#### DIRECTION
Write out the records below without any change, starting at the beginning of the records and ending with the line that contains "point(276, 173)", including both ends. Leave the pictures out of your answer.

#### INPUT
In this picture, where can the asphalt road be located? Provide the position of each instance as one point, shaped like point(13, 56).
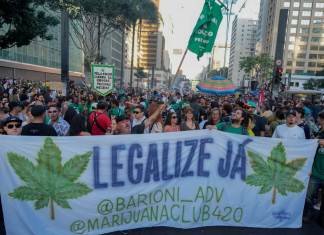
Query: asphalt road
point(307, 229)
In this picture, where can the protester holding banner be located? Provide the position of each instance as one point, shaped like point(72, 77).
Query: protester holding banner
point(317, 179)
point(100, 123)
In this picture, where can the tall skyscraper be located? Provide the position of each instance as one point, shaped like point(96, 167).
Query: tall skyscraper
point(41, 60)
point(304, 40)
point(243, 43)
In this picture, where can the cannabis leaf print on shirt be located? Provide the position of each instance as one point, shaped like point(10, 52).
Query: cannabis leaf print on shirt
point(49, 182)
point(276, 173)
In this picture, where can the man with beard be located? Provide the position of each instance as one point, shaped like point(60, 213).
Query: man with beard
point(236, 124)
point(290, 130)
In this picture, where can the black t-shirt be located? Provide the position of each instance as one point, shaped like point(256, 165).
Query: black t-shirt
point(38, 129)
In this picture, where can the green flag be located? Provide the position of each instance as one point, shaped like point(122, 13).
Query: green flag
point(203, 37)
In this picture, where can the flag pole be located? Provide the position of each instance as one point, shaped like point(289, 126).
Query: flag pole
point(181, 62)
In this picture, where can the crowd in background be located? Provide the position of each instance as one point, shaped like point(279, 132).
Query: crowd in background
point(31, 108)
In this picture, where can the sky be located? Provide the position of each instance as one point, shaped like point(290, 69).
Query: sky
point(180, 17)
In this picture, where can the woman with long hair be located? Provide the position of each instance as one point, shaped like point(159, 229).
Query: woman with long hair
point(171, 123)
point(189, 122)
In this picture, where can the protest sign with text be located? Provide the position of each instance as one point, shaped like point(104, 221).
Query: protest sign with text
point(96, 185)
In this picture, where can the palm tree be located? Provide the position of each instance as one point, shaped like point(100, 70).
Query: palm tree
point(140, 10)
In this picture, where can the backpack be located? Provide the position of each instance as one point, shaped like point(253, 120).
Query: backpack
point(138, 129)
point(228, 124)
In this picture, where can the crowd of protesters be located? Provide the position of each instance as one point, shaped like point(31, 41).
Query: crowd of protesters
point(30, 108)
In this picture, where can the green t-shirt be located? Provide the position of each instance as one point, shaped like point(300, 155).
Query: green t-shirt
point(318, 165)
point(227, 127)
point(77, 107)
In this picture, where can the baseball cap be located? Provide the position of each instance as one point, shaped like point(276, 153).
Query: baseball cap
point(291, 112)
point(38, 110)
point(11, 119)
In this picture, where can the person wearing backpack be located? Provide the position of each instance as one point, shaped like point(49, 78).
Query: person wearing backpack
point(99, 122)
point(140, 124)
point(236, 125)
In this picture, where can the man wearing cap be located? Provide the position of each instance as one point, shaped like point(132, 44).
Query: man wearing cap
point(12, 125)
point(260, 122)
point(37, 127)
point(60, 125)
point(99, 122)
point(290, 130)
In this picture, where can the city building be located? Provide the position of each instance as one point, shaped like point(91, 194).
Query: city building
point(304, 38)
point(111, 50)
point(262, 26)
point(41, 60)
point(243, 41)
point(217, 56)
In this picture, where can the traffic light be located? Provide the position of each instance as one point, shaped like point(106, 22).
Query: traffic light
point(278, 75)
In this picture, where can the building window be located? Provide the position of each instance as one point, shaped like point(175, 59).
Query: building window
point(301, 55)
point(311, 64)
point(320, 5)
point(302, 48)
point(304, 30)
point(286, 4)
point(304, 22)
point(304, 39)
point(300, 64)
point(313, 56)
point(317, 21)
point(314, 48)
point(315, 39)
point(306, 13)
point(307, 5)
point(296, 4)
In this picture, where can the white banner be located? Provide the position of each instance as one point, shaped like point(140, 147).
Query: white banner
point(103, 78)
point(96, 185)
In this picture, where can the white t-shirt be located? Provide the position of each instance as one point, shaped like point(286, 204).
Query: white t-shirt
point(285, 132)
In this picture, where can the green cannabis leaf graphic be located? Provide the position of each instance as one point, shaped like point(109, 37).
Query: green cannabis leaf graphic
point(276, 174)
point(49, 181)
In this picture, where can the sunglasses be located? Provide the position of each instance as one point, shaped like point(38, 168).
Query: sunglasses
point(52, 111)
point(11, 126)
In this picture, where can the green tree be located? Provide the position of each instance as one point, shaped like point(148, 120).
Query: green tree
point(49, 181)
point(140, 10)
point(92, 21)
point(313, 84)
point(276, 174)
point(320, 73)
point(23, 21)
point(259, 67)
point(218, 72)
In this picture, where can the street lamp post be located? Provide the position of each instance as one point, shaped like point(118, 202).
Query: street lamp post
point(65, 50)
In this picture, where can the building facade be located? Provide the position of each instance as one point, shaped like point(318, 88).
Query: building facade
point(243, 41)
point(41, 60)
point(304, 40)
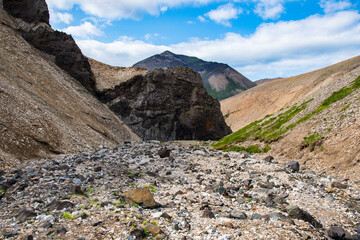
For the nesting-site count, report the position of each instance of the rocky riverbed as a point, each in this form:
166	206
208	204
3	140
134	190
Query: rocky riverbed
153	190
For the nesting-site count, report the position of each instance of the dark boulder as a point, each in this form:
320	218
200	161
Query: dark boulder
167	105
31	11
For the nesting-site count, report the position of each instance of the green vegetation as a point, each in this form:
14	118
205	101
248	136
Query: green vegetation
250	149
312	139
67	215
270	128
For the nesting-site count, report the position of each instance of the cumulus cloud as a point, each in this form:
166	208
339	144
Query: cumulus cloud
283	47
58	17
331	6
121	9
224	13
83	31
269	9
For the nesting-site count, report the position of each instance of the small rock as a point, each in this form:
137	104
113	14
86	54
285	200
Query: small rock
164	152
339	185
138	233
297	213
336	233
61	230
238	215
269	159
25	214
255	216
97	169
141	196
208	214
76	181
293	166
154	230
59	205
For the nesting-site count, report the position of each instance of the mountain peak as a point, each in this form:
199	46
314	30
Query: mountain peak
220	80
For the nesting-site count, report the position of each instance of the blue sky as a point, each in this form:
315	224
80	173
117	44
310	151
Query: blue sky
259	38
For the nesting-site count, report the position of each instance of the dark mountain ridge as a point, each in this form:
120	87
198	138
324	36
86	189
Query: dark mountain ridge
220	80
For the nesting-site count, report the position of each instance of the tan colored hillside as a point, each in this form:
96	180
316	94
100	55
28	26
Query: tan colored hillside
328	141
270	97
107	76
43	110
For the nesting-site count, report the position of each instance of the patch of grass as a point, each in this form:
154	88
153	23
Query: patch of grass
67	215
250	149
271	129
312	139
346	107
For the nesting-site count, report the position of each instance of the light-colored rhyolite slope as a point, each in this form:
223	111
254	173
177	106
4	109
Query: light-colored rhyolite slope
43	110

#### SOLUTION TO THE EXERCISE
In this picture, where can the asphalt road be located? Provide the position of each instance as one point, shaped like point(13, 56).
Query: asphalt road
point(307, 229)
In this picture, where can the protester holding banner be located? Provide the position of each instance as one point, shaped like point(72, 77).
Query: protester holding banner
point(317, 179)
point(100, 123)
In this picture, where can the tall skyscraper be located? Provide the position of each instance as one point, shaped like point(96, 167).
Query: tall skyscraper
point(41, 60)
point(304, 40)
point(243, 43)
In this picture, where can the cannabis leaf print on shirt be located? Provide the position of each instance as one point, shaped like point(10, 52).
Query: cannabis leaf print on shirt
point(49, 182)
point(276, 173)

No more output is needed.